▶ Work to complete
Reproduce the piece on complaint calls word for word, starting at "I’ve received all" up to and including "connecting with them.".

I’ve been a professional radio broadcaster for over 23 years (doing a morning show for most of that), and anonymous complain calls are the norm I’m afraid.
“Why would anyone give you a job? You’re an idiot!”
“I can’t believe you made fun of dogs…are you insane?”
“I wish you would die.”
I’ve received all of those on a request line. But here’s the interesting thing…my general manager actually calls a meeting with me if he doesn’t receive complaints about me for a couple of weeks.
Keep in mind, I don’t do a “shock jock” style morning show. It’s very laid-back, music-intensive, with a few crappy jokes thrown in. I make it a point to be a family-oriented show. And still the calls roll in. However, here’s my GM’s opinion (and one that’s shared by most programmers in radio):
If you don’t say something that makes the listeners care enough to call and complain about, you’re not connecting with them.
You want people to care about what you have to say, and you want to connect with your audience on an emotional level. If you accomplish those two things, then you will tick someone off. Two people madly in love and married for 40 years still have fights. Why? Because they care. Because their emotional buttons have been pushed. And because someone they let into their “emotional circle” has done something that offended them.
Of course, on the internet, there is a decently-sized group that enjoys flaming people. I get it all the time with my writing. In fact, let’s be honest…at one point or another, a freelancer will have a client that seems crass, rude and attacking.
It’s all part of dealing with people.
Just remember this…if you went your entire career without this kind of reaction at some point…just how emotionally connected would your readers have been to what you had to say?
Take it as a compliment to your writing ability…only a good writer can incite true ire.
Mary Beth Ellis
February 4th, 2008
I truly appreciate your perspective, Dave. Thanks so much for taking the time to mentor and offer some comfort.
Andrew Evans
February 4th, 2008
Ferrets are not nasty! They’re playful, silly, and fun!
Seriously, though, good article - though I’m not a writer by trade, I’ve learned long since to never use or look through message boards. 90% of them are too full of childish arguments, flame wars, and idiots to bother with. I certainly would not take anything said on a message board as any valid criticism of your skill or personality.
I reccomend http://www.cuteoverload.com when you need some cheering up.
Robin Noelle
February 5th, 2008
“For centuries, have human beings really been these nasty little ferrets, kept in check merely by a superior sense of manners?”
Yes. The answer is yes.

[Referring expression data]
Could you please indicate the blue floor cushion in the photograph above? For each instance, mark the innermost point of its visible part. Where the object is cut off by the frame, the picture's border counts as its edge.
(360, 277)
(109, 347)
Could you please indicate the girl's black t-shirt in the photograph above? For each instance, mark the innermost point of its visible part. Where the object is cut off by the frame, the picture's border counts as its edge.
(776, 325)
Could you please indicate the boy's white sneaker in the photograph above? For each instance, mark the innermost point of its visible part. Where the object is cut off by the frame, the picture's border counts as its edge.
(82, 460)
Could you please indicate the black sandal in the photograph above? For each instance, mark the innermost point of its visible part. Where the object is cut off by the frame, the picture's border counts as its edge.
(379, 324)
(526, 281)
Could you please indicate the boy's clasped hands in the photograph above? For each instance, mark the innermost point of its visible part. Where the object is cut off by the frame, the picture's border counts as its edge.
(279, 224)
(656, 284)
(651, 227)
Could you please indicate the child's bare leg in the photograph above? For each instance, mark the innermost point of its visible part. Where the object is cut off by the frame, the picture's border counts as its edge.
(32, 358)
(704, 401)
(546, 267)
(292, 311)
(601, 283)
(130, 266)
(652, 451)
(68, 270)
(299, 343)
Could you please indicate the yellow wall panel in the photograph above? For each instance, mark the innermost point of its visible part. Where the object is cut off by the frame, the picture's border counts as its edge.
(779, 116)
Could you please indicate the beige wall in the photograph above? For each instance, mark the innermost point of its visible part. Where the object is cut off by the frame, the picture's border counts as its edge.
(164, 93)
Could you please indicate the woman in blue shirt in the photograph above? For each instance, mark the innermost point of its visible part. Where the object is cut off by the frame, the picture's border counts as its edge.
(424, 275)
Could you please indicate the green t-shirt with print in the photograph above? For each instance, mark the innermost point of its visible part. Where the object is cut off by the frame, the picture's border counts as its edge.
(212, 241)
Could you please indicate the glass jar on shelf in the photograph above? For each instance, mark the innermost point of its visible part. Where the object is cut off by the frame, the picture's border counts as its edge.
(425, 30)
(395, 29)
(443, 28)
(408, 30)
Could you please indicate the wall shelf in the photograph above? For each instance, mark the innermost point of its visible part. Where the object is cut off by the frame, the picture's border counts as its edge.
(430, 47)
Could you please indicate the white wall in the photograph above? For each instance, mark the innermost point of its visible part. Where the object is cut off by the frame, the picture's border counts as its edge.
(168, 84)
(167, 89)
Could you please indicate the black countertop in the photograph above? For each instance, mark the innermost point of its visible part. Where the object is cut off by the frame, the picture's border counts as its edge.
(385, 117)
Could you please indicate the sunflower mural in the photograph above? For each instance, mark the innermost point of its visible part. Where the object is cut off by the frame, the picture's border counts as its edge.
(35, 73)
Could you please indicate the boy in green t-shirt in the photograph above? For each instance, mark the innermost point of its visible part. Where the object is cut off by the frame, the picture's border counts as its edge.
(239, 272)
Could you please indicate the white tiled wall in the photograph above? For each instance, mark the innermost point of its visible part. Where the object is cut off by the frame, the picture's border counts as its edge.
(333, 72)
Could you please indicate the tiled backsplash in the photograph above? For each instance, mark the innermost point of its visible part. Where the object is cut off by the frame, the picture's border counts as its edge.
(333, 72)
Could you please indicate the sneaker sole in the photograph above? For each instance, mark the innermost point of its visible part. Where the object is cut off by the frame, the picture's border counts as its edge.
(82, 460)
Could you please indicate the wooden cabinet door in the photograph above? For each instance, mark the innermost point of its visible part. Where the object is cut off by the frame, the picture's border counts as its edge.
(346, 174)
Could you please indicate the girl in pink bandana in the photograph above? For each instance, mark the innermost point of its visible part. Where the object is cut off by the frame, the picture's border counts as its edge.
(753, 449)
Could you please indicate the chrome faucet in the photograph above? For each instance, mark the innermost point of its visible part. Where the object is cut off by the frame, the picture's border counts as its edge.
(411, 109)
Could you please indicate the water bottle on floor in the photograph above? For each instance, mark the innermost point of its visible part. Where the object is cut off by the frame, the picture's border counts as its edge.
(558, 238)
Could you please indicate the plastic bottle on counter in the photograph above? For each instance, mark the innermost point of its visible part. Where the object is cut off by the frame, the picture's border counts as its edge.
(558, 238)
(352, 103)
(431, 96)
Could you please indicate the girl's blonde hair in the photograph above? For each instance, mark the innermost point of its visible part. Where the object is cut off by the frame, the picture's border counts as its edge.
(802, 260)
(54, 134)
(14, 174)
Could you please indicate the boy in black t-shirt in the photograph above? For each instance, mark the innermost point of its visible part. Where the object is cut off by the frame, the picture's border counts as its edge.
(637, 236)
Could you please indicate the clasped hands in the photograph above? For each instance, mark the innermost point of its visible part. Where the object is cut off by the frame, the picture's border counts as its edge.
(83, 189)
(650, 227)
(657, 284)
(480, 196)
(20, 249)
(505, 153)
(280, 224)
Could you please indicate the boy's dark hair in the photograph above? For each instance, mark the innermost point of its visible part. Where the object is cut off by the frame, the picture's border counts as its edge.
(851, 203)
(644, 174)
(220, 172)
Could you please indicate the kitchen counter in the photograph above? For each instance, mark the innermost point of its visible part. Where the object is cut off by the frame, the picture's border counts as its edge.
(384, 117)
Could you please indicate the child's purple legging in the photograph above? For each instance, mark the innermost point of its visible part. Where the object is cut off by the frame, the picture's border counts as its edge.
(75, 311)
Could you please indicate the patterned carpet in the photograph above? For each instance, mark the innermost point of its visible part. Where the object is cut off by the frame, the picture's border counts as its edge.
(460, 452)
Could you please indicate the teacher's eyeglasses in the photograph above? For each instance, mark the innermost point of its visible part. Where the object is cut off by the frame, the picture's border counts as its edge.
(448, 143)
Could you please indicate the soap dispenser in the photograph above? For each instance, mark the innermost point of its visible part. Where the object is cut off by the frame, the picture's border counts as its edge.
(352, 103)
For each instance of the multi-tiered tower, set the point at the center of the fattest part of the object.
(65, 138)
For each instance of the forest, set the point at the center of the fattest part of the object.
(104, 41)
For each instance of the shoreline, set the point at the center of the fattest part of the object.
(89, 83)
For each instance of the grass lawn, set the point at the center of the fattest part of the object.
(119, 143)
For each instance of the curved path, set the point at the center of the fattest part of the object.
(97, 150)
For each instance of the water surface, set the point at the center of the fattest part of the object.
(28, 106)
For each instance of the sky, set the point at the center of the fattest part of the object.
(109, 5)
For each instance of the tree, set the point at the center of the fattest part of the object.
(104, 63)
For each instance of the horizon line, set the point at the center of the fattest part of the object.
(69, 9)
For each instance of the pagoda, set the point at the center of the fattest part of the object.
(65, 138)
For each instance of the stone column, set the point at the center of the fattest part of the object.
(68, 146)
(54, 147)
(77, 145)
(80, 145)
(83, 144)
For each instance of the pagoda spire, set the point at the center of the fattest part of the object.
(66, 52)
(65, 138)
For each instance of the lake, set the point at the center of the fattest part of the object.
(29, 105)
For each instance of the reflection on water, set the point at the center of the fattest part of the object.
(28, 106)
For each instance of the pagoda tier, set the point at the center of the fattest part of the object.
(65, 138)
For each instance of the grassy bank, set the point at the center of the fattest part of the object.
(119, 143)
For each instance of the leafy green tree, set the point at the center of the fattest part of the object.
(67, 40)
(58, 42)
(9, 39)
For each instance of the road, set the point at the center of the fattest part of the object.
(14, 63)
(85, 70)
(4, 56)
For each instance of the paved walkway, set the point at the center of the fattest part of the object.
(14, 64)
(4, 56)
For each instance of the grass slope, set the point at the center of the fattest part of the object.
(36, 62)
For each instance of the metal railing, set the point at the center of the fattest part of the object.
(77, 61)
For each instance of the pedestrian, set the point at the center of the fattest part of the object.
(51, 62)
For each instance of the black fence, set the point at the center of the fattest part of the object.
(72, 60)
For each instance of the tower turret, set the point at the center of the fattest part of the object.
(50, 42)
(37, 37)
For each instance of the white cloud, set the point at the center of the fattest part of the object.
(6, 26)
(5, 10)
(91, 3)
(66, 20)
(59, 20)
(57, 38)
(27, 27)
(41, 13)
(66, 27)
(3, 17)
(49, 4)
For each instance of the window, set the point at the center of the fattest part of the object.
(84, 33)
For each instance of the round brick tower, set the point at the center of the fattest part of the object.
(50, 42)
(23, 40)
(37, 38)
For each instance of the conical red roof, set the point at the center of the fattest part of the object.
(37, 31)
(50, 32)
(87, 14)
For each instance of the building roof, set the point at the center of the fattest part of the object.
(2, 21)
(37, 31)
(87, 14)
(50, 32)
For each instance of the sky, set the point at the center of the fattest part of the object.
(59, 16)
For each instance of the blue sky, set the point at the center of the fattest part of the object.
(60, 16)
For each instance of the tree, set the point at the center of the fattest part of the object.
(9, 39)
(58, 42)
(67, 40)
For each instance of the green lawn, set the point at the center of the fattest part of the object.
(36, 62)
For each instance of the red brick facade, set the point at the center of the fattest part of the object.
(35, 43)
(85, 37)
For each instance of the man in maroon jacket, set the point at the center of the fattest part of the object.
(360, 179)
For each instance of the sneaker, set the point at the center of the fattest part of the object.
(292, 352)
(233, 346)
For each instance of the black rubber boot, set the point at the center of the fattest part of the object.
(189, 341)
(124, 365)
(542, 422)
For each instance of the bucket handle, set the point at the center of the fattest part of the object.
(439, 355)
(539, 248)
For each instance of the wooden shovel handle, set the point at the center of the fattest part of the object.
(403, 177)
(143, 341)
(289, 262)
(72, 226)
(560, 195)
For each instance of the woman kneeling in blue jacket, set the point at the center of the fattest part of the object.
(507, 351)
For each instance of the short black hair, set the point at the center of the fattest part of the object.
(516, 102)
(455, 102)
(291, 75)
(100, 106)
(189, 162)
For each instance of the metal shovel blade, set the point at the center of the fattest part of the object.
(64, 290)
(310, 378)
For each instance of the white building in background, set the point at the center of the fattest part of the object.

▶ Solution to this task
I’ve received all of those on a request line. But here’s the interesting thing…my general manager actually calls a meeting with me if he doesn’t receive complaints about me for a couple of weeks.
Keep in mind, I don’t do a “shock jock” style morning show. It’s very laid-back, music-intensive, with a few crappy jokes thrown in. I make it a point to be a family-oriented show. And still the calls roll in. However, here’s my GM’s opinion (and one that’s shared by most programmers in radio):
If you don’t say something that makes the listeners care enough to call and complain about, you’re not connecting with them.